**Work instruction 1**
Gather every line of the rows that contains the string "clicks".

**Page extract**
Raymond Smullyan‘s logic puzzles frequently involve Knights (who always tell the truth) and Knaves (who always lie).

In his book Logical Labyrinths (really a first course in propositional logic) he introduced islands where the lying or truth-telling habits can vary from day to day—that is, an inhabitant might lie on some days and tell the truth on other days, but on any given day, he or she lies the entire day or tells the truth the entire day.

An island is said to be Boolean if is satisfies the following conditions:

  • $\mathbf{N}$ : For any inhabitant $A$ there is an inhabitant who tells the truth on all and only those days on which $A$ lies.
  • $\mathbf{M}$ : For any inhabitants $A$ and $B$ there is an inhabitant $C$ who tells the truth on all and only those days on which $A$ and $B$ both tell the truth.

**Work instruction 2**
Decide whether each statement below agrees with the logic-puzzle text, answering yes or no and quoting the words of the text that settle it. (a) On the islands of Logical Labyrinths, an inhabitant can lie for part of a day and tell the truth for the rest of that day. (b) Knights always tell the truth. (c) Condition M concerns the days on which both A and B tell the truth.

**Records to use**
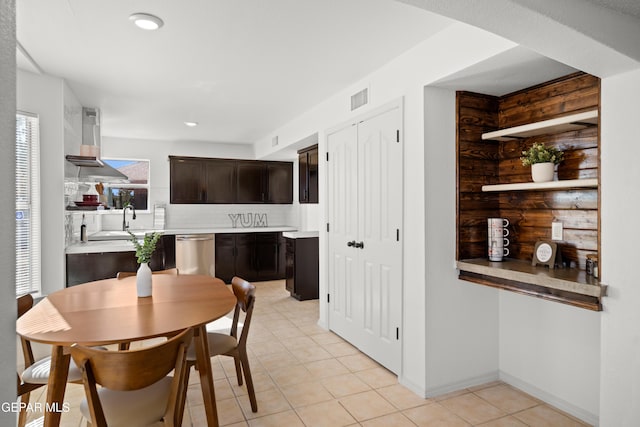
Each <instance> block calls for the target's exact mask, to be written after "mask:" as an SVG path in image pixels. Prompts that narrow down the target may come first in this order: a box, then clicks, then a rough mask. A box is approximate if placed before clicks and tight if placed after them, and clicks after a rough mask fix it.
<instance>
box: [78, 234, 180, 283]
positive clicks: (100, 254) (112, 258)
mask: <svg viewBox="0 0 640 427" xmlns="http://www.w3.org/2000/svg"><path fill="white" fill-rule="evenodd" d="M175 247H176V245H175V236H173V235H165V236H162V238H161V239H160V240H159V241H158V244H157V246H156V250H155V251H154V252H153V255H152V256H151V261H150V262H149V267H150V268H151V270H153V271H156V270H164V269H167V268H174V267H175V266H176V252H175ZM138 267H139V264H138V262H137V260H136V254H135V252H134V251H125V252H93V253H80V254H67V256H66V275H67V286H73V285H78V284H80V283H86V282H93V281H94V280H102V279H110V278H113V277H116V274H118V272H119V271H136V270H137V269H138Z"/></svg>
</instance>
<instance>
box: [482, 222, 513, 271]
mask: <svg viewBox="0 0 640 427" xmlns="http://www.w3.org/2000/svg"><path fill="white" fill-rule="evenodd" d="M487 223H488V230H487V237H488V238H487V249H488V252H489V261H502V259H503V258H504V257H506V256H509V248H508V247H507V246H509V239H508V238H507V236H508V235H509V229H508V228H507V227H508V226H509V220H508V219H506V218H487Z"/></svg>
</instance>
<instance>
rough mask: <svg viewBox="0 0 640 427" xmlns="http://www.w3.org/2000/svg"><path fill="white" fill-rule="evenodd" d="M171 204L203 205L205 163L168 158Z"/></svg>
mask: <svg viewBox="0 0 640 427" xmlns="http://www.w3.org/2000/svg"><path fill="white" fill-rule="evenodd" d="M169 173H170V177H171V178H170V188H169V192H170V196H169V197H170V200H171V203H205V193H204V191H205V182H206V181H205V162H203V161H202V160H201V159H194V158H175V157H170V170H169Z"/></svg>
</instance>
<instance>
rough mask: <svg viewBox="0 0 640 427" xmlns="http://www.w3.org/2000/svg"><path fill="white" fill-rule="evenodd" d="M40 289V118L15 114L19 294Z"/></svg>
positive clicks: (29, 291)
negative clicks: (39, 129)
mask: <svg viewBox="0 0 640 427" xmlns="http://www.w3.org/2000/svg"><path fill="white" fill-rule="evenodd" d="M29 292H40V135H39V121H38V117H37V116H35V115H32V114H28V113H18V114H16V295H22V294H26V293H29Z"/></svg>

**Task response 1**
Each <instance> block calls for the target's exact mask, to be written after "mask:" as an SVG path in image pixels. Prompts that narrow down the target may come first in this order: a box, then clicks, then a rough mask. A box is approximate if placed before clicks and tight if placed after them, and clicks after a rough mask fix it.
positive clicks: (100, 254) (112, 258)
positive clicks: (29, 291)
negative clicks: (39, 129)

**Task response 2**
(a) No: "on any given day, he or she lies the entire day or tells the truth the entire day"
(b) Yes: "Knights (who always tell the truth)"
(c) Yes: "who tells the truth on all and only those days on which $A$ and $B$ both tell the truth"